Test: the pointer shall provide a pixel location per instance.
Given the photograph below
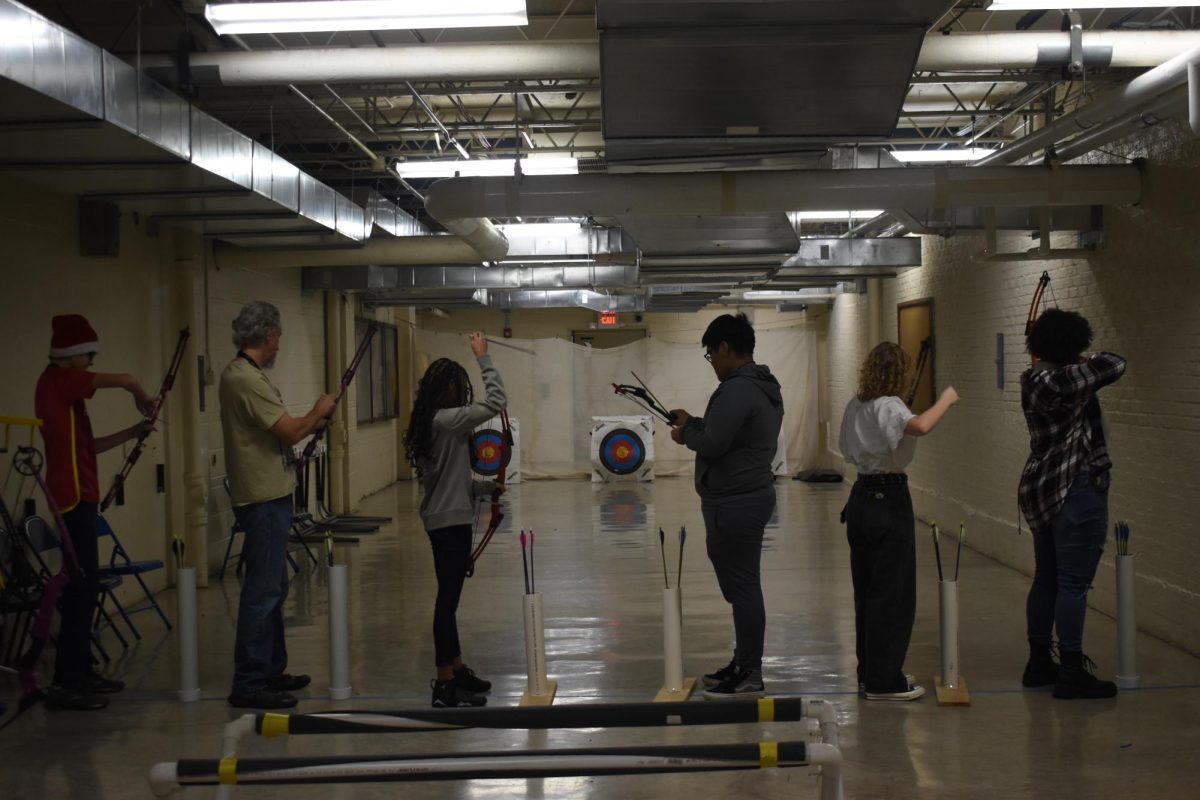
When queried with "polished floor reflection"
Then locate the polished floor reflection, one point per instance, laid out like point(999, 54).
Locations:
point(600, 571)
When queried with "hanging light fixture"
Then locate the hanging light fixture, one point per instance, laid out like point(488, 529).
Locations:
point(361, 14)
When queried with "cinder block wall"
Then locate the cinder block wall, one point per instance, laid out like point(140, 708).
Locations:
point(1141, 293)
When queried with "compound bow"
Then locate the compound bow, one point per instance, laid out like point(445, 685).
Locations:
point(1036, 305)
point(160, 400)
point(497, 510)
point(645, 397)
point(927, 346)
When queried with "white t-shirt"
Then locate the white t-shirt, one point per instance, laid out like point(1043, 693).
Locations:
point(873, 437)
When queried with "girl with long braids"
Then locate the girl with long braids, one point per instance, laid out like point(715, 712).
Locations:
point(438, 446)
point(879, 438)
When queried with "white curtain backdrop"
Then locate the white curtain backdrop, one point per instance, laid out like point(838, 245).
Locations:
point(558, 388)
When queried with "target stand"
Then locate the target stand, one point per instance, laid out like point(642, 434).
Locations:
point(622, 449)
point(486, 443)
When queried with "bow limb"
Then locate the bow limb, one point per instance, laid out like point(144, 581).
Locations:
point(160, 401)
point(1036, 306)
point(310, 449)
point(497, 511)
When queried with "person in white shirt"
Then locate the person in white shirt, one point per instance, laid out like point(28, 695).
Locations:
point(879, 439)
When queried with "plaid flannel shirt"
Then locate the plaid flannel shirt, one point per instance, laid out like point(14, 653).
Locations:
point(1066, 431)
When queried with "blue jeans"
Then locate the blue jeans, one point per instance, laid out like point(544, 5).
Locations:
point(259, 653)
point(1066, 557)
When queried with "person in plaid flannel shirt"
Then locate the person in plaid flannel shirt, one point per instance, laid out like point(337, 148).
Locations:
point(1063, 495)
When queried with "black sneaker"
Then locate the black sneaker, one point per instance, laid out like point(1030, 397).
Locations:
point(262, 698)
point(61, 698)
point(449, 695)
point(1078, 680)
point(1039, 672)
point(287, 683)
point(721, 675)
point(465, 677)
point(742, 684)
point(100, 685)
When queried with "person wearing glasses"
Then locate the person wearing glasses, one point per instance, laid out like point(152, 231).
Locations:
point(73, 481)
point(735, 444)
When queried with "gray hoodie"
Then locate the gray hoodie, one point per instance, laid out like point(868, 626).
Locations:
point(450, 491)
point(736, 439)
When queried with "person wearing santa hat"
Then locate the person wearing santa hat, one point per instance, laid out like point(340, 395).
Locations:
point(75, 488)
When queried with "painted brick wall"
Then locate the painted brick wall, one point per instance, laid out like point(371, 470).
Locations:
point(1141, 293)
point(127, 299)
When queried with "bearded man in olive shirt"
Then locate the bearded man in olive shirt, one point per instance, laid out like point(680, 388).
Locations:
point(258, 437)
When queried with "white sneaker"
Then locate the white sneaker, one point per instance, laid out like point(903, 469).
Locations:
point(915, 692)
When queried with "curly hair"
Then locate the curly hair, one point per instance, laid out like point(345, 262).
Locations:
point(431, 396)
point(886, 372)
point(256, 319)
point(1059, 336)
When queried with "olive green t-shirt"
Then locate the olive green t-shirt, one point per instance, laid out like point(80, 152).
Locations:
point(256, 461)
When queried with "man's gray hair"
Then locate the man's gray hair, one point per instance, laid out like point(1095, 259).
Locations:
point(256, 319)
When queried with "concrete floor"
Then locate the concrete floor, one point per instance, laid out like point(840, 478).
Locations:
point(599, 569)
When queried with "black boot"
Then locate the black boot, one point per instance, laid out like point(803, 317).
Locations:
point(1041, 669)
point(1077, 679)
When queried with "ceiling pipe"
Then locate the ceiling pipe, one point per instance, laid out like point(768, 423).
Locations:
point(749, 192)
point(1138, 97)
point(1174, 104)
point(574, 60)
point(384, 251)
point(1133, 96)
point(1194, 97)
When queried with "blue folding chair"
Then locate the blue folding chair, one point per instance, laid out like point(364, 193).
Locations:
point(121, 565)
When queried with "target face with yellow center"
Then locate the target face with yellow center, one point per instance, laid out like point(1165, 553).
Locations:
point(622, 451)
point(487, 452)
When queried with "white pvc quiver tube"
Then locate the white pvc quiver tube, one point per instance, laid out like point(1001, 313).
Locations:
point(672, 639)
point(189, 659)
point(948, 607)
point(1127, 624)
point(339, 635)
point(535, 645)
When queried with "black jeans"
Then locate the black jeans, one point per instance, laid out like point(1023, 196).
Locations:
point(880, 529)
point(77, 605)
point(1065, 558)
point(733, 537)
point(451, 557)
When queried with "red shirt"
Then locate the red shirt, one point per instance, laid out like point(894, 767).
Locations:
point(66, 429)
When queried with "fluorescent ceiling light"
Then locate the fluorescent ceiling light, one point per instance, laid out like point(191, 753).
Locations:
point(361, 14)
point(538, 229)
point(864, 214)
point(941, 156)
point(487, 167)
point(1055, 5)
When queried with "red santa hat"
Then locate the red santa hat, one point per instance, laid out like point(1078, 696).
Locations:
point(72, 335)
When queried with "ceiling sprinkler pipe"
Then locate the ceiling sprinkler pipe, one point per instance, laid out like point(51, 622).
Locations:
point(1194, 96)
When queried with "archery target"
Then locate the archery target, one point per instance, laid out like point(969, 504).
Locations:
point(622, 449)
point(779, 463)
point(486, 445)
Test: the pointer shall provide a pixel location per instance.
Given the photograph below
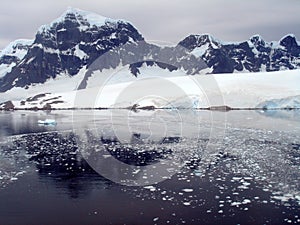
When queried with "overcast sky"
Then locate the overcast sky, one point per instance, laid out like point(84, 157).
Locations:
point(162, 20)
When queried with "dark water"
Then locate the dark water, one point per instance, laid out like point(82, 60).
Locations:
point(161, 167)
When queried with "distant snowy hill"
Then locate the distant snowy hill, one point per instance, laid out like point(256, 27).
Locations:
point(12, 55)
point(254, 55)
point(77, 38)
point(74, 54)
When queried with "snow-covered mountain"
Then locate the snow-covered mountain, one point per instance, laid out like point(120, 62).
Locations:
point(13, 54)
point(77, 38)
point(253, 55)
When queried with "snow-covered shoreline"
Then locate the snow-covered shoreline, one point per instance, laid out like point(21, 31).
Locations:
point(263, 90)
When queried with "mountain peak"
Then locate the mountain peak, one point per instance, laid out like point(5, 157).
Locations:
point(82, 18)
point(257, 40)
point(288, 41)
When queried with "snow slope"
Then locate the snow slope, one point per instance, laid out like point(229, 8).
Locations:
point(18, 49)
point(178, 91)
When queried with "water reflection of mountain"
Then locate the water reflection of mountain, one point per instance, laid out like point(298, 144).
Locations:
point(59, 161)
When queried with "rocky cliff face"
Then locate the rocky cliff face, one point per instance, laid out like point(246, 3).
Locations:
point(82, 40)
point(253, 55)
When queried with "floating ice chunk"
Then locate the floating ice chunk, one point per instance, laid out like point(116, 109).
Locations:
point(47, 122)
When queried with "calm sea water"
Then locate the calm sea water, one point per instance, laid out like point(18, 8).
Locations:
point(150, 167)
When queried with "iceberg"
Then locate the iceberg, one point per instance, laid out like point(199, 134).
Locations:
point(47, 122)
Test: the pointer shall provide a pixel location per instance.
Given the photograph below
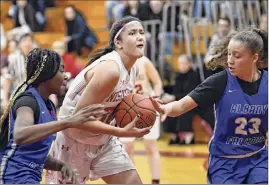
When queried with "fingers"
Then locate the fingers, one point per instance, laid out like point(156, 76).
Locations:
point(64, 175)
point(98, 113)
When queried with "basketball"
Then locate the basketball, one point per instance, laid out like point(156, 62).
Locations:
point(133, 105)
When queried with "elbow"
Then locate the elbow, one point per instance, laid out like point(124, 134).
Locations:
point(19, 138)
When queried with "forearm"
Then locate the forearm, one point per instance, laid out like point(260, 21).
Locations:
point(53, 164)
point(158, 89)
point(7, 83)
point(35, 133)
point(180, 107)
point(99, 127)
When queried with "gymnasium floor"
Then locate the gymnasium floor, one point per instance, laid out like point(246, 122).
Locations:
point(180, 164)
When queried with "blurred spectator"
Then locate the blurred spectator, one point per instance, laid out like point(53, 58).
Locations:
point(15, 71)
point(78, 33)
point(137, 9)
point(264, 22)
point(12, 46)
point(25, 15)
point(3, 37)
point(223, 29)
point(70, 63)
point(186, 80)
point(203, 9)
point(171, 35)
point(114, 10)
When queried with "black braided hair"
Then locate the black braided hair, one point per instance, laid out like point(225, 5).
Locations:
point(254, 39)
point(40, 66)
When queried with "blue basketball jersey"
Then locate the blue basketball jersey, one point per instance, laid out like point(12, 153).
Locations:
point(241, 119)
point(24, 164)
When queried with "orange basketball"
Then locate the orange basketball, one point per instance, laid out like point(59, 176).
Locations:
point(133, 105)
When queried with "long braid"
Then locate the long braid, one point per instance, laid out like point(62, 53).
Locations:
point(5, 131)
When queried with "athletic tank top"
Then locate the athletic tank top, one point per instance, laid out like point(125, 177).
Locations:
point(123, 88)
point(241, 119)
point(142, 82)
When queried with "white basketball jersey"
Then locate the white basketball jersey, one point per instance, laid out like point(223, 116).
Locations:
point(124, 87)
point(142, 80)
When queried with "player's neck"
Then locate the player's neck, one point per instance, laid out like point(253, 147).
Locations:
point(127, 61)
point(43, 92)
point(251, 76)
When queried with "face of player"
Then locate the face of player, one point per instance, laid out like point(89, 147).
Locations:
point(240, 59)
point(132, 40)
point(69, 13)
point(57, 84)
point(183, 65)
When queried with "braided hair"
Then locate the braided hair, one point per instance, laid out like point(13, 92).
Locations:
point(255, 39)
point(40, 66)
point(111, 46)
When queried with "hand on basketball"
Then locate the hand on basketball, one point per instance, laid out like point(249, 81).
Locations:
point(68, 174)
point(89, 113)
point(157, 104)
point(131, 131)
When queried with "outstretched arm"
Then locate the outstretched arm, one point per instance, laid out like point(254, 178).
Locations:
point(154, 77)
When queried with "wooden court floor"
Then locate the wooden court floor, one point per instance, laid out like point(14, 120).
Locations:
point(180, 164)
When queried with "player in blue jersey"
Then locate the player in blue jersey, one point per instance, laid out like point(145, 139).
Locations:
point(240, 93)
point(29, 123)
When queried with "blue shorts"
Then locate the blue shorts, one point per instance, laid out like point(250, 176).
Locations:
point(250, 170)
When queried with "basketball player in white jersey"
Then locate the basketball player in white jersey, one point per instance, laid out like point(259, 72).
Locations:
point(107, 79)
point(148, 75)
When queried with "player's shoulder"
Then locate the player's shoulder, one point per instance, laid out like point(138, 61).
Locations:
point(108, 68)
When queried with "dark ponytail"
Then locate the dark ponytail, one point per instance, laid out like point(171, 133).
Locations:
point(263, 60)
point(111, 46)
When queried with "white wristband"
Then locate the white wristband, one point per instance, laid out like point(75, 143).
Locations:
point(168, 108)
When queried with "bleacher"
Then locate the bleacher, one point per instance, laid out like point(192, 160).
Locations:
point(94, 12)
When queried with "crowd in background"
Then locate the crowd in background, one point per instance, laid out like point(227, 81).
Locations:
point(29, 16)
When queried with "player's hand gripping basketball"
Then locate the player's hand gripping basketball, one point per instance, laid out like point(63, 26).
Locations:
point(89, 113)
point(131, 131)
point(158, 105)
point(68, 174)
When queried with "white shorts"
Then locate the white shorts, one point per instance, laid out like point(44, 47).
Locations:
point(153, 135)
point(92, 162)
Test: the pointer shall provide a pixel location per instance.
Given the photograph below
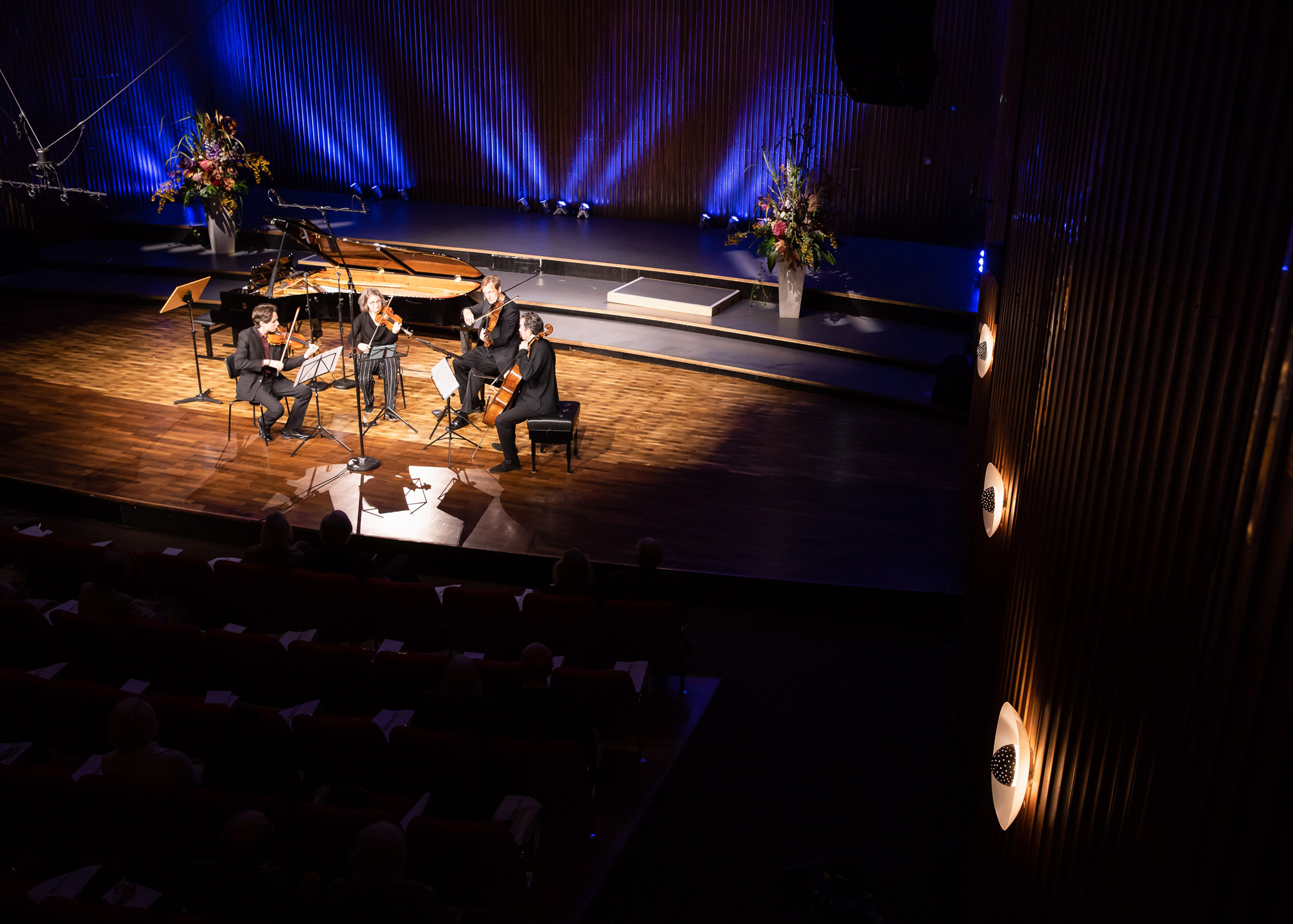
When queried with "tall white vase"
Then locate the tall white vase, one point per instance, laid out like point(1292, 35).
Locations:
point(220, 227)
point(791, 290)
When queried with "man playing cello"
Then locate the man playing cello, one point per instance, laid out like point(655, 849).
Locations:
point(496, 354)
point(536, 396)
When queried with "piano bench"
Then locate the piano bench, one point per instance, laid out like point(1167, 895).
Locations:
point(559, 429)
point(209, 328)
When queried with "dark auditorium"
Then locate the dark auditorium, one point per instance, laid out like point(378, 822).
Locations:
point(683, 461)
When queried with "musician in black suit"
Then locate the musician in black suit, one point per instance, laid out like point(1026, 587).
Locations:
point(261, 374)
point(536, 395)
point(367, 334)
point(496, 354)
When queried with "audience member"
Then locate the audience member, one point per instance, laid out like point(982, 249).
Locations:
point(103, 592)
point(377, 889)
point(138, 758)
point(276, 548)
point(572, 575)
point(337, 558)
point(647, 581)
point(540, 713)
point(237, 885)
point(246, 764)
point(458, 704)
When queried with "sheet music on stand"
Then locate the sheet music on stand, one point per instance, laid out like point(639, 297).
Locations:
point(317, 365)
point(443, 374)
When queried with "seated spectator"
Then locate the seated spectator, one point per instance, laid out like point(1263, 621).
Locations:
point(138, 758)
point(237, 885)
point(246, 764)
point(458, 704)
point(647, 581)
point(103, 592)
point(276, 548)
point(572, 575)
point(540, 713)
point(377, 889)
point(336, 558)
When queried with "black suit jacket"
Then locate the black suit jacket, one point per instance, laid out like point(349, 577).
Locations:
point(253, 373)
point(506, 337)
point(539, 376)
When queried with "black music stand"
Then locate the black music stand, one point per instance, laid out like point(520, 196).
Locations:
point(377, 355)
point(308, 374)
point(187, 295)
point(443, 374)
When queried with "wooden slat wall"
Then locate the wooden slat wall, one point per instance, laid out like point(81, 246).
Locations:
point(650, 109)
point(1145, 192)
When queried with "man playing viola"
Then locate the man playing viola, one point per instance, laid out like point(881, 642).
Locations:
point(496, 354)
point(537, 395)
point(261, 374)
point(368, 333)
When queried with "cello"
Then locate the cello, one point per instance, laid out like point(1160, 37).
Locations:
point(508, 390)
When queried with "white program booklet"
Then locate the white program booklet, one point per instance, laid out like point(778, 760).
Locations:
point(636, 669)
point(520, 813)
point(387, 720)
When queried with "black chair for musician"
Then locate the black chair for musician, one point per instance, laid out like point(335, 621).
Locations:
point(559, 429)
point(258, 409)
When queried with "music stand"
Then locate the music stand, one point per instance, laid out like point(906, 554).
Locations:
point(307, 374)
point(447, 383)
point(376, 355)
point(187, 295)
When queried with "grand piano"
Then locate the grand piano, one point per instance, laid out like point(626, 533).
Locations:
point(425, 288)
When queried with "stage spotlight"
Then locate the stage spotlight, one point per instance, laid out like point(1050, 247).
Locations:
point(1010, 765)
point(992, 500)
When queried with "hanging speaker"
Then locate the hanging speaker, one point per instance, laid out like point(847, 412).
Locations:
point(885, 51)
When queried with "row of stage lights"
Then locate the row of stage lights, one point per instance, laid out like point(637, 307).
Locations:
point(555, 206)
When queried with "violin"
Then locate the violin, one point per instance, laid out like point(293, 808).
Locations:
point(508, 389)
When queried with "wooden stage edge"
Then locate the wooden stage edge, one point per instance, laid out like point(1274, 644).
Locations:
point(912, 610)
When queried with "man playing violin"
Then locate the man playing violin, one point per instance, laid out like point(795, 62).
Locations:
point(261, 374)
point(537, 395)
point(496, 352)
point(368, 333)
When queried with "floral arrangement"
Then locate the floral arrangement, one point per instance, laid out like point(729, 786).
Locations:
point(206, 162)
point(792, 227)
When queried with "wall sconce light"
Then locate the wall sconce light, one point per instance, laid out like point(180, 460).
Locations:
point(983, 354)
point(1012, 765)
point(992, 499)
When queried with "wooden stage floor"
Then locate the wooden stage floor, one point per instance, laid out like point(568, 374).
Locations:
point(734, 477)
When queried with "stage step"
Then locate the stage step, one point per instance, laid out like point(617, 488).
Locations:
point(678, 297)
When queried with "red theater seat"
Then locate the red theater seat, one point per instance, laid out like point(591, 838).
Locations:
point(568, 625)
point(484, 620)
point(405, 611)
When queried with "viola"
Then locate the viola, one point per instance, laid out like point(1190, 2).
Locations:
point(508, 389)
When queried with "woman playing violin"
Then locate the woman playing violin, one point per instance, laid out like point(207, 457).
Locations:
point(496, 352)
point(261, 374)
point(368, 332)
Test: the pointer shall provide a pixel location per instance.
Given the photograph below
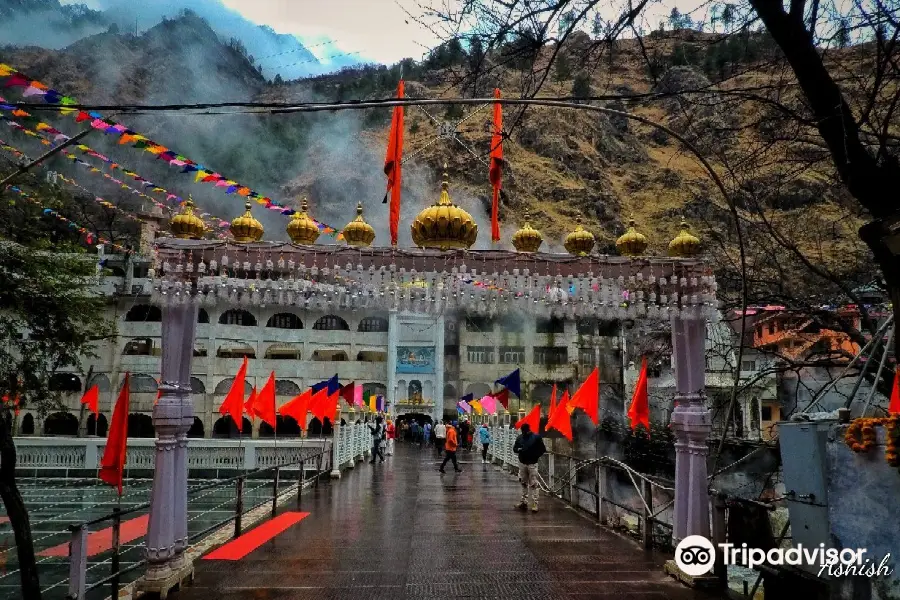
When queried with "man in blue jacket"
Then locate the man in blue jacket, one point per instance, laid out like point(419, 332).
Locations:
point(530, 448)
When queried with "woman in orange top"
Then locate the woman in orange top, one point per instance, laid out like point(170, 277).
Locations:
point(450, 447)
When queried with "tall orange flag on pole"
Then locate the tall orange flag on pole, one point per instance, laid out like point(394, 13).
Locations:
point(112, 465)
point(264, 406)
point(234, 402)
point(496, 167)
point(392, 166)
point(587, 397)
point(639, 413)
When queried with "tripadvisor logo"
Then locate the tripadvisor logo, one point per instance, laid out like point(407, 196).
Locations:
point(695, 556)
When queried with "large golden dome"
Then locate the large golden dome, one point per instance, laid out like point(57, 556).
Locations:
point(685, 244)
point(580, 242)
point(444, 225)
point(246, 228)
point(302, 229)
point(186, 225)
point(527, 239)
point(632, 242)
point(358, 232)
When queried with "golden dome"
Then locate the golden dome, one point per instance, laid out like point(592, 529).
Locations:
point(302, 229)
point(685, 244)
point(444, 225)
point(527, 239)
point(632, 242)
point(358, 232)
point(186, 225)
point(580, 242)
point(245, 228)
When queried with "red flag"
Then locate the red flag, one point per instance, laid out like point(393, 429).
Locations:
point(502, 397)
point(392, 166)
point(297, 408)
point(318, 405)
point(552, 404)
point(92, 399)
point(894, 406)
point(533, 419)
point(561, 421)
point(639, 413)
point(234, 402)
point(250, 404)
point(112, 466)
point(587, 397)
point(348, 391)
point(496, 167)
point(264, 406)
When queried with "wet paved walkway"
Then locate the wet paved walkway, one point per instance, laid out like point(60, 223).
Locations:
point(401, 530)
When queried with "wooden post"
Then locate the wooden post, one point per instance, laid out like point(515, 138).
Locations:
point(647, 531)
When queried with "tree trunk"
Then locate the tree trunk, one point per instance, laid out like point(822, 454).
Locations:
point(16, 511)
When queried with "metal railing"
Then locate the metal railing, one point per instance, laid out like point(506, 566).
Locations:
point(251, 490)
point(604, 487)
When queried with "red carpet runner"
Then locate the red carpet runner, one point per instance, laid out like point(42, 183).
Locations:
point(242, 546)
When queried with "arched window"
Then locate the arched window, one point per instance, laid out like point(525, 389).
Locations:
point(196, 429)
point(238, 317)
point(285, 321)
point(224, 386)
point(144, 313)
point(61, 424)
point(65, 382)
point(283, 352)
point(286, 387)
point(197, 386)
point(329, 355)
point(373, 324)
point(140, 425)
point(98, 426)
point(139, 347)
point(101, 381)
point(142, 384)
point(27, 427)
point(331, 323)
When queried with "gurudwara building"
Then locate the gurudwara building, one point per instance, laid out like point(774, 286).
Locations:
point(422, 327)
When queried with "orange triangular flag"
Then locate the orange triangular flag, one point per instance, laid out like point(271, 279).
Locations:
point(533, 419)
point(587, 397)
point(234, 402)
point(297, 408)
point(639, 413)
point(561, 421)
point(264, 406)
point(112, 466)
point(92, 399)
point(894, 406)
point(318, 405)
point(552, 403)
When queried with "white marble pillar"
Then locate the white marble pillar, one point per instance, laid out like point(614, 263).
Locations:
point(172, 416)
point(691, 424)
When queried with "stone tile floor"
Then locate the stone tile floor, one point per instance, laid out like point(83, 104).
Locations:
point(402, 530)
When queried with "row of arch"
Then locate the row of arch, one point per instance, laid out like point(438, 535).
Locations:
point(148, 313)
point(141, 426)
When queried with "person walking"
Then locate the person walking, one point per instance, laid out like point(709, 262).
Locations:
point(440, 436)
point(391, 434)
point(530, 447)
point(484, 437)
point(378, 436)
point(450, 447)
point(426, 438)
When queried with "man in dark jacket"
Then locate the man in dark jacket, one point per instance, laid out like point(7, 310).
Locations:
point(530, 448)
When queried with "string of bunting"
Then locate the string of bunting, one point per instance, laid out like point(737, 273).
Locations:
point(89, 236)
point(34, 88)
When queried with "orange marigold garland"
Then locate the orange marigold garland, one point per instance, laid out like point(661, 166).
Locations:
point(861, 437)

________________________________________

▶ [Given task] Collect every line in the items above that contains the string "shoreline", copying each one in full in its original order.

▶ [Written reply]
When queried with "snow-covered shoreline"
Then locate the snow-covered shoreline, one point per instance, laid out like point(21, 31).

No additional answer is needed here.